[Start of Material]
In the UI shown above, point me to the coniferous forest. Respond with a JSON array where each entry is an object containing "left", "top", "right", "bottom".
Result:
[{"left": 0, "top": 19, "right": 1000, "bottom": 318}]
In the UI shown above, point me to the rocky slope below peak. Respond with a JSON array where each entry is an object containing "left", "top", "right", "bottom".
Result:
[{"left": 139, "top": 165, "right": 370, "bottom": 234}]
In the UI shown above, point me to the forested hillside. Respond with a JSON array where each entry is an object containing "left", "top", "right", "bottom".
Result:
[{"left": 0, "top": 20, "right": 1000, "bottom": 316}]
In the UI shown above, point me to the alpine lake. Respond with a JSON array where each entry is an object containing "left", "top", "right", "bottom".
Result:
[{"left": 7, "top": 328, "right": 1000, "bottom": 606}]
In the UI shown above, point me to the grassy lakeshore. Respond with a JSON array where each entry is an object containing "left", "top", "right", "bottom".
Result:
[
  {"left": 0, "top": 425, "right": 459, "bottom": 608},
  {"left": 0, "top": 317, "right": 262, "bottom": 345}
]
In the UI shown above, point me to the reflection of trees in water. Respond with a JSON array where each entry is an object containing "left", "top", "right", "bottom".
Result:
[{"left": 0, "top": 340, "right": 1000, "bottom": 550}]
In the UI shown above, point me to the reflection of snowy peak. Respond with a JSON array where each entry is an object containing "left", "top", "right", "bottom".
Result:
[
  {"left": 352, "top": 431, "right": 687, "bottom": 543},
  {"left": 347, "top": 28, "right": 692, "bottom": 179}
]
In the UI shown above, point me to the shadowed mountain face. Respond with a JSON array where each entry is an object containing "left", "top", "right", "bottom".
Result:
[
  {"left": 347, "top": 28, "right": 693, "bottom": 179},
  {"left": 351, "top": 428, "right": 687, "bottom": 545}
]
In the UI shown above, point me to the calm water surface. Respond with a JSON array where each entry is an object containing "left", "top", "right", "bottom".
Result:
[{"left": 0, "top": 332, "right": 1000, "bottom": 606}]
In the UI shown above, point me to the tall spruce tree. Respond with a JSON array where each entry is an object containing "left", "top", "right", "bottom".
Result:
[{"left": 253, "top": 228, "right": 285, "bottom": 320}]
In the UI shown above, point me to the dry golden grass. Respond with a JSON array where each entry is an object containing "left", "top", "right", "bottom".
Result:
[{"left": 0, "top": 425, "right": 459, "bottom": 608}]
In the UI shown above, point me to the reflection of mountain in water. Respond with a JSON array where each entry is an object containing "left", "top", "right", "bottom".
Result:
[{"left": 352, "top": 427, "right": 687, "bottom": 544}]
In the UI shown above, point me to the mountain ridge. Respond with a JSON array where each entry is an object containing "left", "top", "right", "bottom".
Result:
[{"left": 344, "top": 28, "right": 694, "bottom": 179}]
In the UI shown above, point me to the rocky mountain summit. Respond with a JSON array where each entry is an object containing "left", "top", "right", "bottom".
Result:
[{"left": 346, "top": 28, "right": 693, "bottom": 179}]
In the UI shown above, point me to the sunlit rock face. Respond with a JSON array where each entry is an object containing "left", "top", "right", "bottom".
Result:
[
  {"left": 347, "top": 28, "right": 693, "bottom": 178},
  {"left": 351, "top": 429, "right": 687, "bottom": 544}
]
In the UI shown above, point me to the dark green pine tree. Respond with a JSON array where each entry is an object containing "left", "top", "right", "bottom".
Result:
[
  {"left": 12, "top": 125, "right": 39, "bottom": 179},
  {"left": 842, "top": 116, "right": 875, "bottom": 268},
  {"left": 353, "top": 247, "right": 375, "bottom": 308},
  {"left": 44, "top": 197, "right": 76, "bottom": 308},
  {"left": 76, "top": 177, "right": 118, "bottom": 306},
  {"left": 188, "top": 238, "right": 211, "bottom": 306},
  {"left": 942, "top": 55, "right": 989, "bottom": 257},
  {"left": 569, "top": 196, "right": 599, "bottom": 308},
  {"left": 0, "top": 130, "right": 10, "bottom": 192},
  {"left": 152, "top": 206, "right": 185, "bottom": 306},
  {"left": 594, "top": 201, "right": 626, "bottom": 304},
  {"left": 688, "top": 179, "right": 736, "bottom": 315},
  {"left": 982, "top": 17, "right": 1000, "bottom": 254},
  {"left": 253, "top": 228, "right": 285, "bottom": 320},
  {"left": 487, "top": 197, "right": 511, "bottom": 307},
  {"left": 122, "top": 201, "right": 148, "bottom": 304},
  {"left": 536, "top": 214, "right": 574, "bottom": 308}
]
[End of Material]
### Problem details
Transcribe the data above in full, exactly.

### Full answer
In the UI shown above, point me to the coniferous forest. Respond with a JSON array where each entry is an object containing "left", "top", "right", "bottom".
Result:
[{"left": 0, "top": 19, "right": 1000, "bottom": 318}]
In the UI shown above, point me to the rocky slope below peak. Respond with a JSON array where each entry is an object containing "left", "top", "right", "bottom".
Result:
[{"left": 139, "top": 165, "right": 370, "bottom": 234}]
In the UI shown above, point me to the forested hillside. Respond with a JSON array where each entry is an object containing "left", "top", "right", "bottom".
Result:
[{"left": 0, "top": 20, "right": 1000, "bottom": 316}]
In the UI shown above, point me to the alpine lake. Respond with a JSON array where each entry is an object containing "left", "top", "right", "bottom".
Result:
[{"left": 7, "top": 328, "right": 1000, "bottom": 606}]
In the UI shown above, point me to the grassy lakeshore. Respond with a JSON array where each entry is an object containing "left", "top", "right", "bottom".
Result:
[
  {"left": 0, "top": 425, "right": 459, "bottom": 608},
  {"left": 0, "top": 317, "right": 262, "bottom": 345}
]
In the UI shown above, point me to the reflection of trees in water. Respond with a JSON array where each entry is an object containing "left", "top", "right", "bottom".
Result:
[{"left": 0, "top": 340, "right": 1000, "bottom": 550}]
In the UI shown above, point me to the reflection of snowy peak. Respond with a JSON array where each entry is an object containing "left", "top", "right", "bottom".
Result:
[
  {"left": 352, "top": 431, "right": 687, "bottom": 543},
  {"left": 347, "top": 28, "right": 692, "bottom": 179}
]
In the UI shown above, point me to the shadowed mountain face. Respond with a JSON array where each entry is an object containing "left", "top", "right", "bottom".
Result:
[
  {"left": 347, "top": 28, "right": 693, "bottom": 179},
  {"left": 351, "top": 428, "right": 687, "bottom": 545}
]
In the UI shown above, point me to the calm water surface. Respond with a JSON array where each entry is an object containing "left", "top", "right", "bottom".
Result:
[{"left": 0, "top": 332, "right": 1000, "bottom": 606}]
In the UI shown above, point me to the tall spruce tree. Respond with a JSON array where each entry is an object containing "left", "top", "right", "bottom".
Result:
[{"left": 253, "top": 228, "right": 285, "bottom": 320}]
In the UI shown above, point me to the dry golden grass. Respond with a JSON array where each entry is an object containing "left", "top", "right", "bottom".
Result:
[{"left": 0, "top": 425, "right": 459, "bottom": 608}]
In the UI shown above, point me to the reflection of mountain in water. Respond with a JSON array where each entry is an object containing "left", "top", "right", "bottom".
Result:
[{"left": 352, "top": 427, "right": 687, "bottom": 544}]
In the UI shown above, point me to the mountain ridge. Respond with a JSON array where each entry is an object containing "left", "top", "right", "bottom".
Result:
[{"left": 344, "top": 28, "right": 694, "bottom": 179}]
In the UI shown above, point me to the rocky mountain summit. Respond with a JSON array where each entry is an object containing "left", "top", "right", "bottom".
Result:
[{"left": 346, "top": 28, "right": 693, "bottom": 179}]
In the UI shown above, point me to the sunlit rock face. Respond with a JSON array where each entry is an object containing "left", "top", "right", "bottom".
Result:
[
  {"left": 347, "top": 28, "right": 693, "bottom": 178},
  {"left": 351, "top": 429, "right": 687, "bottom": 544}
]
In the UI shown above, point me to the dark green pine tree. Respond with a JSON array where each entry is an object containing "left", "top", "right", "bottom".
Result:
[
  {"left": 12, "top": 125, "right": 39, "bottom": 179},
  {"left": 842, "top": 116, "right": 875, "bottom": 268},
  {"left": 353, "top": 247, "right": 375, "bottom": 308},
  {"left": 44, "top": 197, "right": 76, "bottom": 308},
  {"left": 76, "top": 177, "right": 118, "bottom": 306},
  {"left": 188, "top": 238, "right": 211, "bottom": 306},
  {"left": 942, "top": 55, "right": 989, "bottom": 257},
  {"left": 569, "top": 196, "right": 599, "bottom": 308},
  {"left": 0, "top": 130, "right": 10, "bottom": 192},
  {"left": 152, "top": 206, "right": 185, "bottom": 306},
  {"left": 594, "top": 201, "right": 626, "bottom": 304},
  {"left": 688, "top": 179, "right": 736, "bottom": 315},
  {"left": 982, "top": 17, "right": 1000, "bottom": 254},
  {"left": 253, "top": 228, "right": 285, "bottom": 320},
  {"left": 487, "top": 197, "right": 511, "bottom": 307},
  {"left": 122, "top": 201, "right": 148, "bottom": 304},
  {"left": 536, "top": 214, "right": 574, "bottom": 308}
]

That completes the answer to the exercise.